**WRITTEN EXERCISE:** Reproduce verbatim the lines of the listing below, beginning with the line that contains "# Mark the region of the mossy" and ending after the line that contains "regionseg --target=mossy rock".

**DATASET:**
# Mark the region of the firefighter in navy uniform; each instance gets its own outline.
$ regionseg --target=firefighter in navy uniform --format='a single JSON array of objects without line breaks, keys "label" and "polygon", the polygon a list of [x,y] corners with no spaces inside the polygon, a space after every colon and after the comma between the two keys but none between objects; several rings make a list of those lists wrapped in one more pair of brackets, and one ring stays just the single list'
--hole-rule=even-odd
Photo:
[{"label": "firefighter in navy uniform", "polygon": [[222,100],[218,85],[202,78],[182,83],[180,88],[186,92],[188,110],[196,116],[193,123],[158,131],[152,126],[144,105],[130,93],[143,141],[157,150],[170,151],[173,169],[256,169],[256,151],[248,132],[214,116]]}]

---

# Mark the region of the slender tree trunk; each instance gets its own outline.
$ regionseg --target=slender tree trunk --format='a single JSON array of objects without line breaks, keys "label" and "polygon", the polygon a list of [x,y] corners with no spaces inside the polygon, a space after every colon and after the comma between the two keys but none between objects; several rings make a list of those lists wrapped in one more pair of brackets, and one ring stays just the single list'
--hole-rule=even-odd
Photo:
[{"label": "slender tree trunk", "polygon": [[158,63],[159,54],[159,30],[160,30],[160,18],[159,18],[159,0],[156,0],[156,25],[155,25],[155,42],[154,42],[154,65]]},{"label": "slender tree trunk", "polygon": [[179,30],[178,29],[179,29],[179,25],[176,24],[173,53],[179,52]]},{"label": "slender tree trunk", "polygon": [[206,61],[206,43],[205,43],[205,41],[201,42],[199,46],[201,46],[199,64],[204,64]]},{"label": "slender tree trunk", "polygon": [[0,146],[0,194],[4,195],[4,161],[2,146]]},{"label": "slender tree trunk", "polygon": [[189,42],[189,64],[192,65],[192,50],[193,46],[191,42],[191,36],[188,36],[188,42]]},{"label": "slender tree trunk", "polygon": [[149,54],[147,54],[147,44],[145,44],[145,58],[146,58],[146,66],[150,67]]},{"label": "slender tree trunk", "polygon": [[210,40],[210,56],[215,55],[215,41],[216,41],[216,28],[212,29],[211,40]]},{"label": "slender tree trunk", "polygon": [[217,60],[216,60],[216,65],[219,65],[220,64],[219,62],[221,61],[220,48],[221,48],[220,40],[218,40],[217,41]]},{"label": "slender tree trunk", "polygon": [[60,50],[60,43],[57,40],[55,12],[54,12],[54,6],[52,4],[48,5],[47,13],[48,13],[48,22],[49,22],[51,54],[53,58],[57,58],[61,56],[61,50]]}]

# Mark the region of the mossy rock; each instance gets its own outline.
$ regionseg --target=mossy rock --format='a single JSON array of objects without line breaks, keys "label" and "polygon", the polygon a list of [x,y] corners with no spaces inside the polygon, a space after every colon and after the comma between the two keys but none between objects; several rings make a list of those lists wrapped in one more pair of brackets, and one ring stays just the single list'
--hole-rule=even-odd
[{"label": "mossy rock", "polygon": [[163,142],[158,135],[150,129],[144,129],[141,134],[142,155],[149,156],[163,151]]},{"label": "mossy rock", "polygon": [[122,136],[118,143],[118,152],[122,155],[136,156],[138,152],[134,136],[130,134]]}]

**THE OUTPUT:**
# Mark the region of the mossy rock; each instance gets its own outline.
$ regionseg --target=mossy rock --format='a single JSON array of objects without line breaks, keys "label" and "polygon", the polygon a list of [x,y] corners with no spaces inside the polygon, a space after every colon and after the comma between the two keys but none between objects; several rings make a list of those lists wrapped in one more pair of brackets, and one ring stays just the single list'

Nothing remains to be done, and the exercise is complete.